# EXERCISE INSTRUCTIONS
Output all of the entries exactly as written.
=======
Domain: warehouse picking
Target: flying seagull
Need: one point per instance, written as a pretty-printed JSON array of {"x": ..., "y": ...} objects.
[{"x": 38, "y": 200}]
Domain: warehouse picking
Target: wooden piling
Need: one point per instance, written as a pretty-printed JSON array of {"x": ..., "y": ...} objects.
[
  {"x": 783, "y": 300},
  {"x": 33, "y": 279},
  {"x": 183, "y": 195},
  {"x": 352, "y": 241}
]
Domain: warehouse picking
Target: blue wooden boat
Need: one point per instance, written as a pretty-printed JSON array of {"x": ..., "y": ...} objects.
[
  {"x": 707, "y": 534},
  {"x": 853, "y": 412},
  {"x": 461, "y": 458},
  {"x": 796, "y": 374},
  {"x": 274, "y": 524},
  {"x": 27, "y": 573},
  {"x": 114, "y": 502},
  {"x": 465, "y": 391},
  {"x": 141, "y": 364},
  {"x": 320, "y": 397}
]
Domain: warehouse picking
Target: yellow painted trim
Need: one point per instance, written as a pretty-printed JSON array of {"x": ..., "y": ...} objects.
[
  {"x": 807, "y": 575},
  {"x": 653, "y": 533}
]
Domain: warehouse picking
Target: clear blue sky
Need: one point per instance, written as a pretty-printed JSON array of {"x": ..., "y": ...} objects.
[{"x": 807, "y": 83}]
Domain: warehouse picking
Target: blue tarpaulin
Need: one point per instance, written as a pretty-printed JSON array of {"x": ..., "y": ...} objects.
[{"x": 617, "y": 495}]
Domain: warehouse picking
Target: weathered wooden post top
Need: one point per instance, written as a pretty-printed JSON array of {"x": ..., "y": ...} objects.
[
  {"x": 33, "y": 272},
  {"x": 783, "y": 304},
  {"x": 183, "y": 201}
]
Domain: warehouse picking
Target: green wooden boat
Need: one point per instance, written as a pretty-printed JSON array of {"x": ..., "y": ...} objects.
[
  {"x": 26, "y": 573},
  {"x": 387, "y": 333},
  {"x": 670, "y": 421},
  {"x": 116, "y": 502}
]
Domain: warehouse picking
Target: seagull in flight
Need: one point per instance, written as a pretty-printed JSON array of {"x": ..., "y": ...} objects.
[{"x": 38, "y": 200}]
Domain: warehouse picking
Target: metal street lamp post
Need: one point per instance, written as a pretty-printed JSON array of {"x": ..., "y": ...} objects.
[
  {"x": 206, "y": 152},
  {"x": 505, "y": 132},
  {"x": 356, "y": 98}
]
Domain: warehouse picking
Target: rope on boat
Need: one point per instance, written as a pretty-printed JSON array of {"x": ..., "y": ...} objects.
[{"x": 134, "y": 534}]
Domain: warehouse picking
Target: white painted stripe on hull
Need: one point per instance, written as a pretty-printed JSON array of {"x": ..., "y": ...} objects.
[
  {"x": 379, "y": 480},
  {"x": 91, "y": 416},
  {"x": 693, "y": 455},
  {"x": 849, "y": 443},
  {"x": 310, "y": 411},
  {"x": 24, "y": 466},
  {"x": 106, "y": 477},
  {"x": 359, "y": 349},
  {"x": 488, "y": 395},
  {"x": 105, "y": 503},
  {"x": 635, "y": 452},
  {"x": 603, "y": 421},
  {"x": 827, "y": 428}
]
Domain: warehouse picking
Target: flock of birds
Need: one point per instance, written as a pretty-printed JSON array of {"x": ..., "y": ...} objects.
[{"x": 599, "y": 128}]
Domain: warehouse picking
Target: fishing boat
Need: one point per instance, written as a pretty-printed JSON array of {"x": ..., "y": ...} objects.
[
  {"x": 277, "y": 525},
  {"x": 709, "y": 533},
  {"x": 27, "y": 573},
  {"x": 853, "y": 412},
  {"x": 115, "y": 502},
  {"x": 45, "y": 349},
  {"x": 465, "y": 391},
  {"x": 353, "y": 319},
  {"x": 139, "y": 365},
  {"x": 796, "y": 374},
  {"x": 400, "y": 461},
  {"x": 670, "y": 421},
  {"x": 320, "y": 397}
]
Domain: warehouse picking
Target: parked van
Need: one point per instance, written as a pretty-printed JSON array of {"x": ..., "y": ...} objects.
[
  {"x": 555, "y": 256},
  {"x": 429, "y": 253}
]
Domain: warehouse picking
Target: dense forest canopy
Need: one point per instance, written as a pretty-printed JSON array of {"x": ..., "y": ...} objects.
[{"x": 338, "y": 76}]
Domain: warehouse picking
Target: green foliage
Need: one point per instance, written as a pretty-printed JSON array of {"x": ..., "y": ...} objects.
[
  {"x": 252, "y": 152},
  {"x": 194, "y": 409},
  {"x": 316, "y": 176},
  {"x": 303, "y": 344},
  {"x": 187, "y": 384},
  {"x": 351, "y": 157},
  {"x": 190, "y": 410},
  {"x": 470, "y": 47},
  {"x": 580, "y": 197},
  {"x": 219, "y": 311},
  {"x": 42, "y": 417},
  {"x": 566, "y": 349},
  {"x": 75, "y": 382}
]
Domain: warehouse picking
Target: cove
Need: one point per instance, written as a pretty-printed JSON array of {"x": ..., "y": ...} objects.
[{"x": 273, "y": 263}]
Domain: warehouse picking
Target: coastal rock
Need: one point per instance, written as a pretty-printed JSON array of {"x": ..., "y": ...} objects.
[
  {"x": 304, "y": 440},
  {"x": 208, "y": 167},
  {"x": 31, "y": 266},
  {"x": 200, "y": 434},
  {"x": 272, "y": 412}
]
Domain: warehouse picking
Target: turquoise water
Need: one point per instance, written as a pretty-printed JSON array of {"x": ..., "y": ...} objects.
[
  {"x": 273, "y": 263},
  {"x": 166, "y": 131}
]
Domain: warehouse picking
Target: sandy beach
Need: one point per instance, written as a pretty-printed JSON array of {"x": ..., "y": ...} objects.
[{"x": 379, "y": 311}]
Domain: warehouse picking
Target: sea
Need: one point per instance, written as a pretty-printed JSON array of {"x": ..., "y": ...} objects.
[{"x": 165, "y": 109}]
=======
# REPLY TO THE EXERCISE
Domain: warehouse picking
Target: flying seagull
Need: one point per instance, written as a pretty-printed JSON array of {"x": ..., "y": ...} objects.
[{"x": 38, "y": 200}]
Domain: warehouse picking
Target: wooden piling
Need: one point per instance, written as a pretty-printed JSON array of {"x": ..., "y": ...} objects.
[
  {"x": 783, "y": 300},
  {"x": 33, "y": 279},
  {"x": 183, "y": 195},
  {"x": 352, "y": 241}
]
Domain: warehouse picking
Target: blue wooden boat
Need: one point per instance, written as a pretty-printed JSON array of {"x": ..., "y": ...} objects.
[
  {"x": 707, "y": 534},
  {"x": 853, "y": 412},
  {"x": 461, "y": 458},
  {"x": 796, "y": 374},
  {"x": 274, "y": 524},
  {"x": 27, "y": 573},
  {"x": 114, "y": 502},
  {"x": 465, "y": 391},
  {"x": 141, "y": 364},
  {"x": 320, "y": 397}
]
Domain: warehouse picking
Target: yellow painted trim
Need: one point per instance, written as a pretty-printed JSON array of {"x": ..., "y": ...} objects.
[
  {"x": 807, "y": 575},
  {"x": 653, "y": 533}
]
Domain: warehouse picking
Target: clear blue sky
Need: one point per instance, written as a pretty-printed JSON array of {"x": ..., "y": ...} objects.
[{"x": 807, "y": 83}]
Domain: warehouse picking
Target: blue tarpaulin
Need: one point per instance, written as a pretty-printed JSON array of {"x": ..., "y": ...} objects.
[{"x": 617, "y": 495}]
Domain: warehouse picking
Target: weathered wooden post top
Need: one point per instance, written as a pretty-printed JSON array of {"x": ..., "y": ...} objects.
[
  {"x": 33, "y": 272},
  {"x": 783, "y": 304},
  {"x": 183, "y": 201}
]
Domain: warehouse picking
Target: green wooden boat
Need: one point per instance, written as a pretty-printed JSON array of {"x": ..., "y": ...} objects.
[
  {"x": 26, "y": 573},
  {"x": 387, "y": 333},
  {"x": 670, "y": 421},
  {"x": 116, "y": 502}
]
Domain: warehouse picking
Target: seagull in flight
Need: one point per instance, written as a pretty-printed JSON array of {"x": ..., "y": ...} objects.
[{"x": 38, "y": 200}]
Domain: warehouse picking
Target: metal street lamp post
Need: one point per instance, written as a pretty-printed JSON array of {"x": ..., "y": ...} objects.
[
  {"x": 206, "y": 152},
  {"x": 505, "y": 132},
  {"x": 356, "y": 98}
]
Domain: warehouse picking
Target: rope on boat
Need: one point per instance, written as a pretty-printed JSON array of {"x": ..., "y": ...} objects.
[{"x": 134, "y": 534}]
Domain: warehouse picking
Target: white painted stripe on hull
Need: one point per instance, written as a pretty-printed JSON array of {"x": ..., "y": ...} objects.
[
  {"x": 379, "y": 480},
  {"x": 91, "y": 416},
  {"x": 693, "y": 455},
  {"x": 849, "y": 443},
  {"x": 310, "y": 411},
  {"x": 24, "y": 466},
  {"x": 106, "y": 477},
  {"x": 359, "y": 349},
  {"x": 488, "y": 395},
  {"x": 105, "y": 503},
  {"x": 635, "y": 452},
  {"x": 603, "y": 421},
  {"x": 827, "y": 428}
]
Domain: warehouse picking
Target: flock of birds
Need: one point per instance, written as a pretty-printed JSON array of {"x": ..., "y": ...} objects.
[{"x": 599, "y": 128}]
Domain: warehouse picking
Target: fishing boat
Need: one point per instance, written as a pretty-printed JSON array of {"x": ..., "y": ...} objects.
[
  {"x": 277, "y": 525},
  {"x": 709, "y": 533},
  {"x": 27, "y": 573},
  {"x": 853, "y": 412},
  {"x": 115, "y": 502},
  {"x": 45, "y": 349},
  {"x": 465, "y": 391},
  {"x": 353, "y": 319},
  {"x": 139, "y": 365},
  {"x": 796, "y": 374},
  {"x": 400, "y": 461},
  {"x": 670, "y": 421},
  {"x": 320, "y": 397}
]
Domain: warehouse picking
Target: parked van
Need: one point per instance, written as a pretty-printed JSON array of {"x": ..., "y": ...} objects.
[
  {"x": 555, "y": 256},
  {"x": 429, "y": 253}
]
Domain: warehouse picking
Target: dense forest canopy
Need: one point per instance, written as a pretty-printed JSON array of {"x": ..., "y": ...} objects.
[{"x": 338, "y": 76}]
Domain: warehouse picking
Target: green foliage
Need: one point per instance, written as a pretty-printed JSON array of {"x": ..., "y": ...} objects.
[
  {"x": 252, "y": 152},
  {"x": 194, "y": 409},
  {"x": 316, "y": 176},
  {"x": 303, "y": 344},
  {"x": 187, "y": 384},
  {"x": 351, "y": 157},
  {"x": 190, "y": 410},
  {"x": 470, "y": 47},
  {"x": 580, "y": 197},
  {"x": 219, "y": 311},
  {"x": 42, "y": 417},
  {"x": 566, "y": 349},
  {"x": 75, "y": 382}
]
Domain: warehouse picking
Target: cove
Need: one point per instance, written as a pretty-printed JSON array of {"x": ..., "y": ...} objects.
[{"x": 273, "y": 263}]
Domain: warehouse picking
Target: coastal rock
Need: one point per instance, written as a pretty-printed JSON array of {"x": ..., "y": ...} objects.
[
  {"x": 304, "y": 440},
  {"x": 208, "y": 167},
  {"x": 31, "y": 266},
  {"x": 200, "y": 434},
  {"x": 272, "y": 412}
]
Domain: warehouse picking
Target: turquoise water
Need: one point per instance, written as a pretty-printed JSON array of {"x": ..., "y": ...} objects.
[
  {"x": 273, "y": 263},
  {"x": 166, "y": 131}
]
Domain: warehouse picking
Target: sandy beach
Need: one point per instance, written as a pretty-printed JSON array of {"x": ..., "y": ...} objects.
[{"x": 379, "y": 311}]
Domain: warehouse picking
Target: sea
Need: one point per instance, written as a pretty-printed JSON array of {"x": ..., "y": ...} objects.
[{"x": 165, "y": 109}]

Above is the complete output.